Task requirements: Can you retype the stretch of the data below from the line containing "Localize hiking boot." through the line containing "xmin=126 ymin=59 xmax=138 ymax=71", both included, reproducing every character without change and leaving out everything else?

Source records:
────

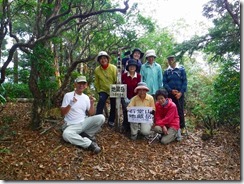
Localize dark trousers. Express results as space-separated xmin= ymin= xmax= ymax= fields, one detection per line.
xmin=168 ymin=93 xmax=185 ymax=128
xmin=121 ymin=98 xmax=130 ymax=132
xmin=96 ymin=92 xmax=116 ymax=122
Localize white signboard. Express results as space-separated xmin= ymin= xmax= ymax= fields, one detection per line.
xmin=110 ymin=84 xmax=127 ymax=98
xmin=127 ymin=107 xmax=153 ymax=123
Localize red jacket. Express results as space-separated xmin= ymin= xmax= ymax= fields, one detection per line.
xmin=155 ymin=98 xmax=180 ymax=130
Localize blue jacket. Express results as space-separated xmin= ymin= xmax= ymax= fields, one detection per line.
xmin=163 ymin=66 xmax=187 ymax=93
xmin=140 ymin=61 xmax=163 ymax=95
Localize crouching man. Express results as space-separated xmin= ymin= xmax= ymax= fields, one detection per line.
xmin=61 ymin=76 xmax=105 ymax=154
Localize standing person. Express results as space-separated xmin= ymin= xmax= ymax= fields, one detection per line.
xmin=140 ymin=50 xmax=163 ymax=97
xmin=128 ymin=82 xmax=155 ymax=140
xmin=153 ymin=89 xmax=180 ymax=144
xmin=94 ymin=51 xmax=117 ymax=127
xmin=122 ymin=59 xmax=141 ymax=132
xmin=61 ymin=76 xmax=105 ymax=153
xmin=163 ymin=55 xmax=187 ymax=134
xmin=122 ymin=50 xmax=131 ymax=74
xmin=122 ymin=48 xmax=144 ymax=73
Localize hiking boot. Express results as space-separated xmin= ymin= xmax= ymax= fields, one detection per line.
xmin=88 ymin=142 xmax=101 ymax=154
xmin=176 ymin=128 xmax=182 ymax=141
xmin=80 ymin=132 xmax=96 ymax=142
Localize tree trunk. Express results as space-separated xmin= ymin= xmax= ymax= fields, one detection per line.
xmin=29 ymin=44 xmax=46 ymax=130
xmin=13 ymin=50 xmax=19 ymax=84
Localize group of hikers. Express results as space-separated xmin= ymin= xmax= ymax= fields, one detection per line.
xmin=61 ymin=48 xmax=187 ymax=154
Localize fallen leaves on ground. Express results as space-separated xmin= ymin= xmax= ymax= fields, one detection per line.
xmin=0 ymin=103 xmax=241 ymax=180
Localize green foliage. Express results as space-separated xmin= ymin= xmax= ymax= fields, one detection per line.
xmin=3 ymin=83 xmax=32 ymax=99
xmin=211 ymin=61 xmax=241 ymax=126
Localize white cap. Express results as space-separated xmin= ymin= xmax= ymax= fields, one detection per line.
xmin=146 ymin=49 xmax=157 ymax=58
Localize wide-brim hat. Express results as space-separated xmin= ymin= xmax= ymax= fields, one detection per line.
xmin=96 ymin=51 xmax=110 ymax=62
xmin=75 ymin=76 xmax=87 ymax=83
xmin=146 ymin=49 xmax=157 ymax=58
xmin=130 ymin=48 xmax=144 ymax=59
xmin=167 ymin=55 xmax=175 ymax=59
xmin=134 ymin=82 xmax=149 ymax=93
xmin=126 ymin=59 xmax=138 ymax=71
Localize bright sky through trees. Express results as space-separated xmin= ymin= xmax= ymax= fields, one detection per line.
xmin=129 ymin=0 xmax=212 ymax=42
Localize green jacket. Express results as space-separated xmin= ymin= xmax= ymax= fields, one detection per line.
xmin=94 ymin=64 xmax=117 ymax=94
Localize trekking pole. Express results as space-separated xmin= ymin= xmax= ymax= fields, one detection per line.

────

Solution to the exercise:
Localize hiking boot. Express results as space-separated xmin= ymin= xmax= ymax= fields, one detection per line.
xmin=88 ymin=142 xmax=101 ymax=154
xmin=176 ymin=128 xmax=182 ymax=141
xmin=80 ymin=132 xmax=96 ymax=142
Localize tree trunk. Express results as space-separated xmin= ymin= xmax= ymax= fields, one detection per line.
xmin=29 ymin=44 xmax=46 ymax=130
xmin=13 ymin=50 xmax=19 ymax=84
Localize group of hikers. Express results as space-separated xmin= ymin= xmax= ymax= fields, one detection per line.
xmin=61 ymin=48 xmax=187 ymax=154
Localize fallen leaves on ground. Express results as space-separated xmin= ymin= xmax= ymax= fields, one detection per line.
xmin=0 ymin=103 xmax=241 ymax=180
Localize green foliage. Express results as space-separated xmin= ymin= xmax= ymax= fields, one detection per line.
xmin=3 ymin=83 xmax=32 ymax=99
xmin=211 ymin=61 xmax=241 ymax=126
Localize white cap. Express results as space-separated xmin= ymin= xmax= ymax= fields, one detection per line.
xmin=146 ymin=49 xmax=157 ymax=58
Localize wide-brim hat. Express results as space-separated xmin= ymin= xmax= ymax= fields, one detection per line.
xmin=96 ymin=51 xmax=110 ymax=62
xmin=75 ymin=76 xmax=87 ymax=83
xmin=146 ymin=49 xmax=157 ymax=58
xmin=130 ymin=48 xmax=144 ymax=59
xmin=167 ymin=55 xmax=175 ymax=59
xmin=134 ymin=82 xmax=149 ymax=93
xmin=126 ymin=59 xmax=138 ymax=71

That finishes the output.